**Description of the task:**
Count the lines in the listing below that contain the word "paper", and give only the number.

**Stored records:**
▽

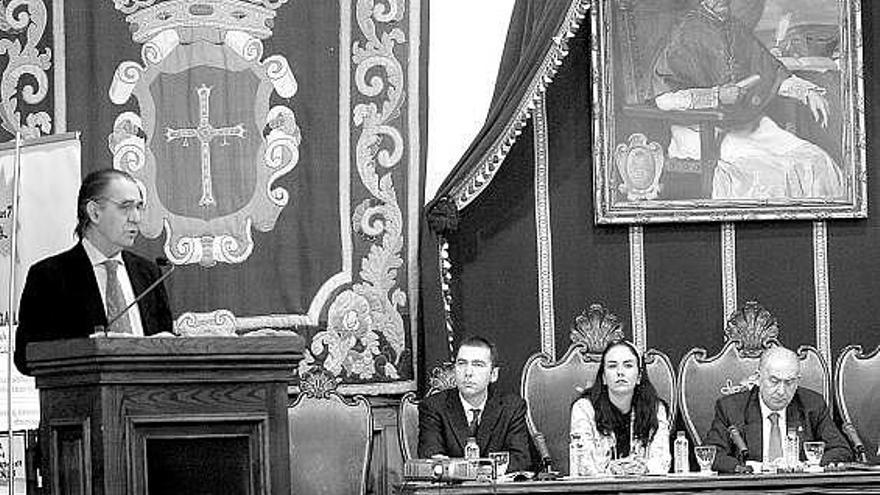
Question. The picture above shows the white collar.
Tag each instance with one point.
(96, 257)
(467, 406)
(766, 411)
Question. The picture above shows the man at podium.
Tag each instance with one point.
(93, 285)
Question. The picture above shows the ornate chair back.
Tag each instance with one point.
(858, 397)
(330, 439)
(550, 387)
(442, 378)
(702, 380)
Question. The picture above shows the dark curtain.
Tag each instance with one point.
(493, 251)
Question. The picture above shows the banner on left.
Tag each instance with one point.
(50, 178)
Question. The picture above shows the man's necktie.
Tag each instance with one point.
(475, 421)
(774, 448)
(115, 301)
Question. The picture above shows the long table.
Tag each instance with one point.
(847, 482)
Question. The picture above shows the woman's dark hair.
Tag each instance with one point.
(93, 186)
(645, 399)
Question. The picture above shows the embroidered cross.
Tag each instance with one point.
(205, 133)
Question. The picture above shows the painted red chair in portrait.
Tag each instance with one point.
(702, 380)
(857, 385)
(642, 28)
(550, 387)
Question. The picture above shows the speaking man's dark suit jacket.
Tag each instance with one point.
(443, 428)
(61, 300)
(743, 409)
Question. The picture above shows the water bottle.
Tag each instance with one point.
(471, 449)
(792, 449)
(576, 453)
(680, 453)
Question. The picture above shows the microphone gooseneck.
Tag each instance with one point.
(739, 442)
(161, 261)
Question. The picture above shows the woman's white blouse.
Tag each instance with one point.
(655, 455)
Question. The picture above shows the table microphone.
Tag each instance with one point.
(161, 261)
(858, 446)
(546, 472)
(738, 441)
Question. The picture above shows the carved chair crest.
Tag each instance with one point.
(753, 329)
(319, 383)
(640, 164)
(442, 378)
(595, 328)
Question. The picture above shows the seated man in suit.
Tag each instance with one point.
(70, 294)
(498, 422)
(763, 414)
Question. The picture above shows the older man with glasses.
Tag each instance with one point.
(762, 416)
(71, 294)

△
▽

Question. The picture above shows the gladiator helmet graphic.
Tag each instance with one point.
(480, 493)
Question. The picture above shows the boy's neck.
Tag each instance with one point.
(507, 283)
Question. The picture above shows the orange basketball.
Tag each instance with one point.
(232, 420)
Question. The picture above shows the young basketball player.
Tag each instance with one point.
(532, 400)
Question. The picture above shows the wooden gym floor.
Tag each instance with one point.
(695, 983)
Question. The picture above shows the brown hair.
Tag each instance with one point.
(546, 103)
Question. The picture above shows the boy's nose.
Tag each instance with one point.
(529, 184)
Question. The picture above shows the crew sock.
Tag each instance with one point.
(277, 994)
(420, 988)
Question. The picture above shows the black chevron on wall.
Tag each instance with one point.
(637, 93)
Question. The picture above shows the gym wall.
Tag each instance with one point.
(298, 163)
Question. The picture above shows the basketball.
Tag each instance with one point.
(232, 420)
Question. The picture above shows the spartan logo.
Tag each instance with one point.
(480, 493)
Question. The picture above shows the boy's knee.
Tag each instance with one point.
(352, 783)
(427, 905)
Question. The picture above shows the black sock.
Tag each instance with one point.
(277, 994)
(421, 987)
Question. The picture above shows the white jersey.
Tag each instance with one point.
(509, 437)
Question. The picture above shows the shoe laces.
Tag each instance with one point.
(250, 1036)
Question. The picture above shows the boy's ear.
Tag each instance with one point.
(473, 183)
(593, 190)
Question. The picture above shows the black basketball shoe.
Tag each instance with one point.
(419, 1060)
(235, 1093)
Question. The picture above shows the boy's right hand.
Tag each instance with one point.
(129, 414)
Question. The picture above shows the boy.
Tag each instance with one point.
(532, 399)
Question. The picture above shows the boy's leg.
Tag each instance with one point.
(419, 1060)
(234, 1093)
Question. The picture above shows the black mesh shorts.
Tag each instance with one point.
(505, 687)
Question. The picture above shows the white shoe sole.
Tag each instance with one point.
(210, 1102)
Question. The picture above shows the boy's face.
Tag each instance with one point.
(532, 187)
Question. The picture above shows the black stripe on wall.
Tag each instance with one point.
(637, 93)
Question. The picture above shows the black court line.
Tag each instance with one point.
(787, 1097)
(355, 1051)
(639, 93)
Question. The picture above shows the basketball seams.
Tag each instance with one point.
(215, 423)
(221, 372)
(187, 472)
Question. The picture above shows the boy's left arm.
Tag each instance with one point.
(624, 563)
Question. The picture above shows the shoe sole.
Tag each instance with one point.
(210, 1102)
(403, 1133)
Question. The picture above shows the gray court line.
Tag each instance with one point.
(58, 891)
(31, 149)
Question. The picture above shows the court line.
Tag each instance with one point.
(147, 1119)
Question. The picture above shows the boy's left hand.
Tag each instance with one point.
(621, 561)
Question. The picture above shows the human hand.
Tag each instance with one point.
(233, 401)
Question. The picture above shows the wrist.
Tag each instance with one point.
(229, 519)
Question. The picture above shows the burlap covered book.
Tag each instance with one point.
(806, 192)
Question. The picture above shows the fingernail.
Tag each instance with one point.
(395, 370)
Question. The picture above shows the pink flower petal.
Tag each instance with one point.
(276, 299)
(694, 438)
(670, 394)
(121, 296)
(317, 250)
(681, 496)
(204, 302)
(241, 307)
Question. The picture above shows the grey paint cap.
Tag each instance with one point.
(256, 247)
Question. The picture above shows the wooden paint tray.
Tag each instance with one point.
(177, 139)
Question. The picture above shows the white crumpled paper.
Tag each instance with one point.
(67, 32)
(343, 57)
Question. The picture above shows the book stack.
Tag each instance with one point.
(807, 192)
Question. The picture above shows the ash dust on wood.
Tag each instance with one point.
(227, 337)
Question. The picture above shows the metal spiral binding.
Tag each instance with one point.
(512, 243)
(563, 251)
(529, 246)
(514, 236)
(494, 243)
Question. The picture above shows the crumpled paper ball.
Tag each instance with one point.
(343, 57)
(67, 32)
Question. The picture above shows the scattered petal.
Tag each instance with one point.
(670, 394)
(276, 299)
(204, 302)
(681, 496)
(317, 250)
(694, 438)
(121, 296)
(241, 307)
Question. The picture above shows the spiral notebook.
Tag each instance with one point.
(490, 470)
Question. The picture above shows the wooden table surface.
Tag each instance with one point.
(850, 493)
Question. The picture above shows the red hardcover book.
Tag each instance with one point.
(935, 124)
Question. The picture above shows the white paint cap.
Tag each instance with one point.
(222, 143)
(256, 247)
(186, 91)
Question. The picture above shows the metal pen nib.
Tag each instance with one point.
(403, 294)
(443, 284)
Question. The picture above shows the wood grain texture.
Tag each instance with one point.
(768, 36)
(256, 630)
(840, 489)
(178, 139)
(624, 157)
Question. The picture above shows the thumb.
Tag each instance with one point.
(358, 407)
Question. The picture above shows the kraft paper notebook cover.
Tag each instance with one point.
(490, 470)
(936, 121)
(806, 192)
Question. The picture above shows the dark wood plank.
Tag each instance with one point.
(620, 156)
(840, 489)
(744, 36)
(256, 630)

△
▽

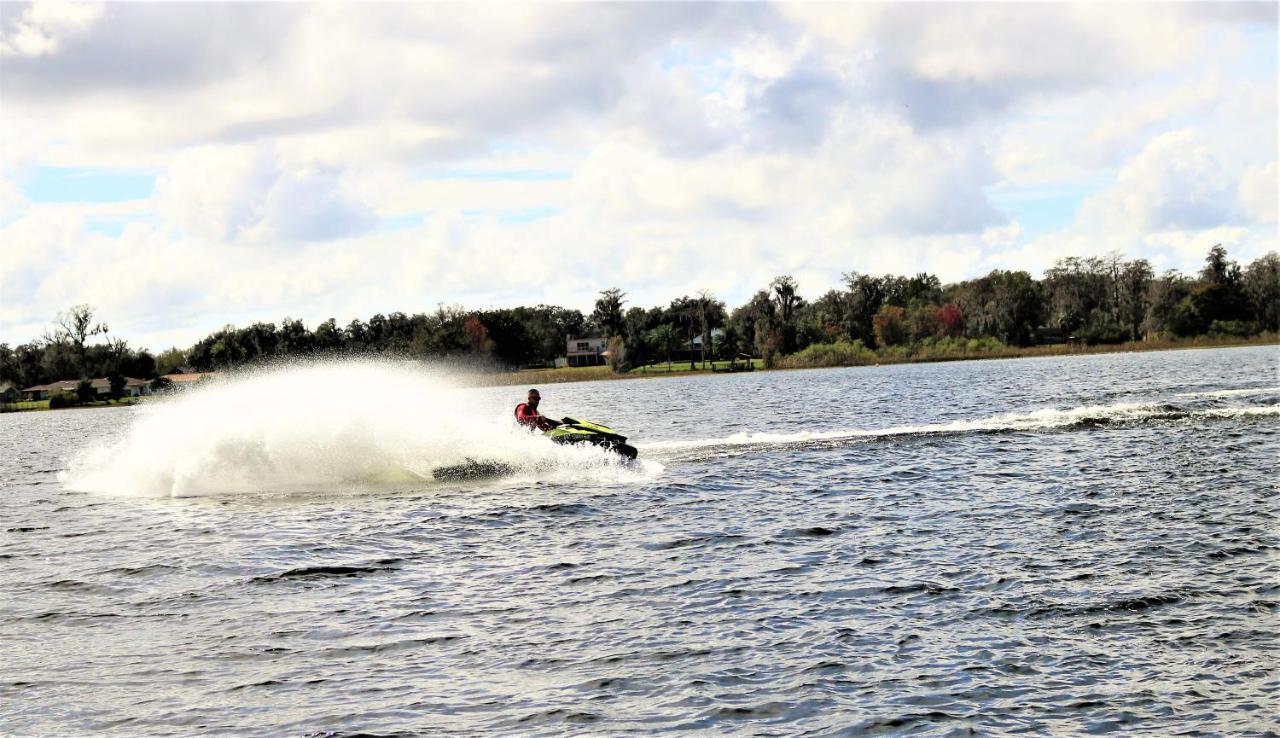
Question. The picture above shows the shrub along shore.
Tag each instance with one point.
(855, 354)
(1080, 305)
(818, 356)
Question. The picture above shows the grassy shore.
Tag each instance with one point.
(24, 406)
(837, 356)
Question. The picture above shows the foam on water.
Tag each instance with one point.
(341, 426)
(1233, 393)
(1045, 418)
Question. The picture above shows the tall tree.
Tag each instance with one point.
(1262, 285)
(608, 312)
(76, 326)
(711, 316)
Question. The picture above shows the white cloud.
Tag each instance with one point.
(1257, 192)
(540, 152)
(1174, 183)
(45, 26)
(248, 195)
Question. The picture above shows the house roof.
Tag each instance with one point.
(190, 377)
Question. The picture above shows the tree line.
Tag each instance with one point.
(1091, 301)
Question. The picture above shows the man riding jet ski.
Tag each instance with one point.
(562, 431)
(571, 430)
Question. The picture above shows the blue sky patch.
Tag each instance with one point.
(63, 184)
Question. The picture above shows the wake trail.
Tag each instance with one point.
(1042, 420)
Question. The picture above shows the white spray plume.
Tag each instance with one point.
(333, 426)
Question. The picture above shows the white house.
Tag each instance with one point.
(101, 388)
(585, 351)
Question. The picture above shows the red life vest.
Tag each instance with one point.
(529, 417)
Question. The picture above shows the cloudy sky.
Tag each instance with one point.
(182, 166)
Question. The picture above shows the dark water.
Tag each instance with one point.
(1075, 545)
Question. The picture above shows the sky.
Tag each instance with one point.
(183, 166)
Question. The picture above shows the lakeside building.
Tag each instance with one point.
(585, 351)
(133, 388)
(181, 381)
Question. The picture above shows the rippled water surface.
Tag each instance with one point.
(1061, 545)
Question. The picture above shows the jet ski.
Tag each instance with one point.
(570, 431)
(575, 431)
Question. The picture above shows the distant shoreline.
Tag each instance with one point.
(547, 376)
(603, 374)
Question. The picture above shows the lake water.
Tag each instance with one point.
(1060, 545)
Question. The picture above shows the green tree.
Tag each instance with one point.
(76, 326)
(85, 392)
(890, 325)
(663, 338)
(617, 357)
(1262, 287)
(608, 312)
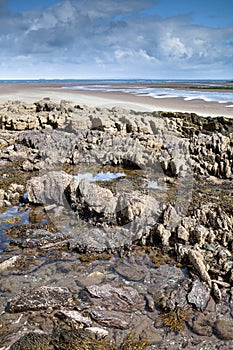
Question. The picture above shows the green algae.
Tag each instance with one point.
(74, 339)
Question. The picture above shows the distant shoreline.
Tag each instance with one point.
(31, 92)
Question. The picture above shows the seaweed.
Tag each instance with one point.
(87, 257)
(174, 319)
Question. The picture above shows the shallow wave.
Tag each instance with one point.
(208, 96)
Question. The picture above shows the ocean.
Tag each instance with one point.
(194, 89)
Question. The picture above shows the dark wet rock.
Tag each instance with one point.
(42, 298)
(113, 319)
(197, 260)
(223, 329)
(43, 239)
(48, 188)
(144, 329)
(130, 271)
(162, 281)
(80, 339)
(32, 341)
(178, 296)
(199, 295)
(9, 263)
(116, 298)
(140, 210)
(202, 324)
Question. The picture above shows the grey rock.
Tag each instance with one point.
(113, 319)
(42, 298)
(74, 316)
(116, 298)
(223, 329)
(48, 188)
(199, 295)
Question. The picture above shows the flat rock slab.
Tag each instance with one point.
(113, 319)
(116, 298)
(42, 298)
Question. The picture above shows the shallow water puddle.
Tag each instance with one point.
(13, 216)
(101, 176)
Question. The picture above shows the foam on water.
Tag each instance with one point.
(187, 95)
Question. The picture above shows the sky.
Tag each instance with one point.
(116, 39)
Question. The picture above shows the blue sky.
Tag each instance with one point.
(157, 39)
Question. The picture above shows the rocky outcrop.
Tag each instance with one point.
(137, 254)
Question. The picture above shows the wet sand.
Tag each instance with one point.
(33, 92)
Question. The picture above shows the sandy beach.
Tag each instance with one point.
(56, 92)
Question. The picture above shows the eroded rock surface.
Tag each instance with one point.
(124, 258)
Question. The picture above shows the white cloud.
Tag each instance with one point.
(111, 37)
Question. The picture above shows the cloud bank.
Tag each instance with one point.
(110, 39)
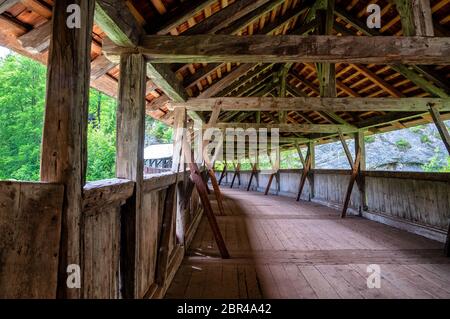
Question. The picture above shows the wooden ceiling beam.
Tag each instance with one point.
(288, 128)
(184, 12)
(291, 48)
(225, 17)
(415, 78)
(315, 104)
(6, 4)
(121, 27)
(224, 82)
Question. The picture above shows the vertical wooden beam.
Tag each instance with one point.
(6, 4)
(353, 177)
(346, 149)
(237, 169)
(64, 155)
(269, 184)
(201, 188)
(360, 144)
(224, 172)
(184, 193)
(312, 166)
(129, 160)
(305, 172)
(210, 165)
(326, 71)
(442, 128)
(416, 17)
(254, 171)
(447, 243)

△

**Completed task:**
3